TASK DESCRIPTION
List every line of the entries below that contains the word "skyline", treating uppercase and lowercase letters as different.

↓

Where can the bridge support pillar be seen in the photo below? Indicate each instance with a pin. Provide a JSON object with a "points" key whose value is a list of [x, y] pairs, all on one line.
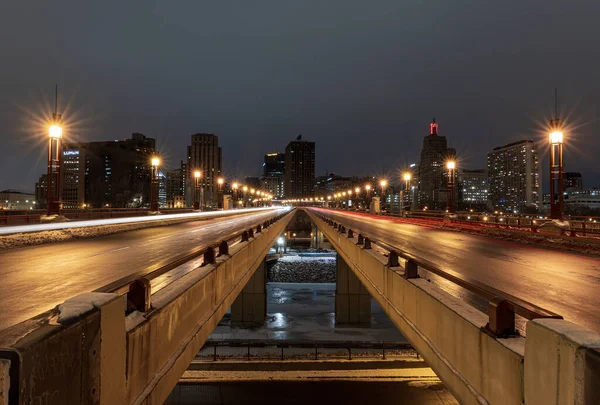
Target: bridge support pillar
{"points": [[352, 300], [251, 305]]}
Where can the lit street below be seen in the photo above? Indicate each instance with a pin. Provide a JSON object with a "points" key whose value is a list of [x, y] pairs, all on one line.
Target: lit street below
{"points": [[558, 281], [35, 279]]}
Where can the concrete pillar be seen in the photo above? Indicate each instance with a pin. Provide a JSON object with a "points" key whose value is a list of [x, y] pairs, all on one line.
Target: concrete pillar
{"points": [[562, 364], [251, 305], [352, 300]]}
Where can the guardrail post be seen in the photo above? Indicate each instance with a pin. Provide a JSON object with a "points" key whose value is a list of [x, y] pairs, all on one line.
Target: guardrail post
{"points": [[502, 318], [209, 256], [411, 269], [223, 248], [139, 294]]}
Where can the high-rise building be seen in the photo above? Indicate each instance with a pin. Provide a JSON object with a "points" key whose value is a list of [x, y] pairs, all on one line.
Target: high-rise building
{"points": [[472, 188], [514, 177], [273, 178], [106, 174], [432, 171], [299, 168], [204, 154], [573, 181]]}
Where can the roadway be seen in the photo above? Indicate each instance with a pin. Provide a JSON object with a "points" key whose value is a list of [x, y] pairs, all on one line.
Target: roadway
{"points": [[562, 282], [36, 279]]}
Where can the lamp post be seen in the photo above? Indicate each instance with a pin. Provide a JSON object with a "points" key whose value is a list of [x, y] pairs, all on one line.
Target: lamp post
{"points": [[154, 184], [406, 178], [557, 180], [54, 152], [197, 175], [451, 193]]}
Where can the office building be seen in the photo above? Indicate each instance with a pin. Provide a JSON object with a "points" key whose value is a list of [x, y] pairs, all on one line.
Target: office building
{"points": [[273, 178], [107, 174], [299, 169], [17, 200], [514, 177], [204, 154], [573, 181], [472, 188], [432, 172]]}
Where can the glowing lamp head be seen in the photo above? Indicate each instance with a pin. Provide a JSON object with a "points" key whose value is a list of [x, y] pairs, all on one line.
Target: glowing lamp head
{"points": [[55, 131], [556, 137]]}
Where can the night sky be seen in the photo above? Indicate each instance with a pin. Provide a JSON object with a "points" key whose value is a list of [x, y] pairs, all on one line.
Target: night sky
{"points": [[361, 78]]}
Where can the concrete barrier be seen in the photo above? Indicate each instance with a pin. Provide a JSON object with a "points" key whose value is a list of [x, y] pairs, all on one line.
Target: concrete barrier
{"points": [[562, 364], [558, 362], [99, 356], [448, 333]]}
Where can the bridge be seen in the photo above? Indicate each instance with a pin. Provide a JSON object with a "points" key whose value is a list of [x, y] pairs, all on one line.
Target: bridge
{"points": [[476, 309]]}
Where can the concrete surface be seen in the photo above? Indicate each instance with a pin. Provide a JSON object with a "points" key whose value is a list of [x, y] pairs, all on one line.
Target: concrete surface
{"points": [[406, 381], [443, 329], [562, 282]]}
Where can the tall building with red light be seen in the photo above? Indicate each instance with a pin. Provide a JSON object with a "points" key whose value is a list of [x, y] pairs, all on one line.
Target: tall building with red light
{"points": [[432, 175]]}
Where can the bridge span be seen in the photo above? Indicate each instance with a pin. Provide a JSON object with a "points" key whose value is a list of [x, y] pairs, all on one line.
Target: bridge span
{"points": [[480, 356]]}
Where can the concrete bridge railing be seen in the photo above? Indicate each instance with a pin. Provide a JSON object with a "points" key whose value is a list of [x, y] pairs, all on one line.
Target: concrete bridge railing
{"points": [[88, 351], [557, 363]]}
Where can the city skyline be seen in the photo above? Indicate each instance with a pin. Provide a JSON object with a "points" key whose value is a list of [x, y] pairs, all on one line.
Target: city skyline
{"points": [[346, 86]]}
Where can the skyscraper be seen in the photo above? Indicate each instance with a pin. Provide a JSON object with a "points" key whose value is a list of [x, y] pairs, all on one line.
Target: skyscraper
{"points": [[273, 178], [432, 171], [204, 154], [108, 173], [515, 177], [299, 168]]}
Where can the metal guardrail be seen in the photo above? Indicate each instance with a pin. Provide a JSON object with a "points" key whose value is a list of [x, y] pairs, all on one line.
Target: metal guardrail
{"points": [[502, 306], [291, 349], [137, 286]]}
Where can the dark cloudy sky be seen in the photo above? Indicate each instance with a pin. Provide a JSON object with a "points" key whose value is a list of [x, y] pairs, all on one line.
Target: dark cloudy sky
{"points": [[361, 78]]}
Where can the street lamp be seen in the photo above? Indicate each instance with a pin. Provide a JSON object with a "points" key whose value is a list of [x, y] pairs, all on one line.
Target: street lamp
{"points": [[406, 176], [451, 193], [154, 184], [54, 152], [383, 184], [557, 180], [197, 175]]}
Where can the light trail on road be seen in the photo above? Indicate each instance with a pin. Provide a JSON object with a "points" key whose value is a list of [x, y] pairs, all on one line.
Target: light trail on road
{"points": [[7, 230], [37, 278]]}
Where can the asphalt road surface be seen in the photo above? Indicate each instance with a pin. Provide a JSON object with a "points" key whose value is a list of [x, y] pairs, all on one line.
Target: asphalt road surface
{"points": [[562, 282], [36, 279]]}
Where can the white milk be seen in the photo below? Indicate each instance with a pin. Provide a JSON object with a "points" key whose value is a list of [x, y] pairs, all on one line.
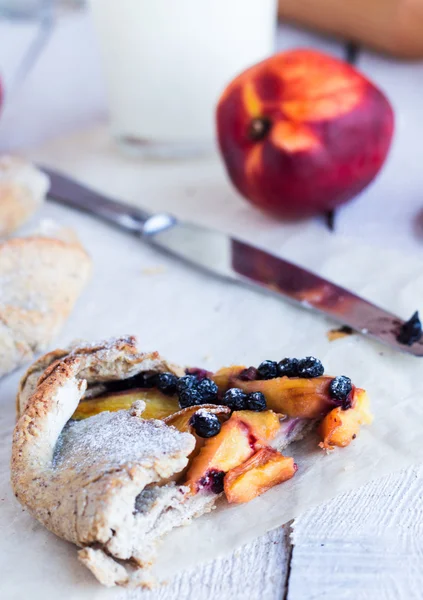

↑

FULL SOLUTION
Where can the city skyline be seen in the photo above? Indicate each instance with a pin. Provide a JSON object with a "points" key whose value is a list of [x, y] pairs, all on one line.
Target: city skyline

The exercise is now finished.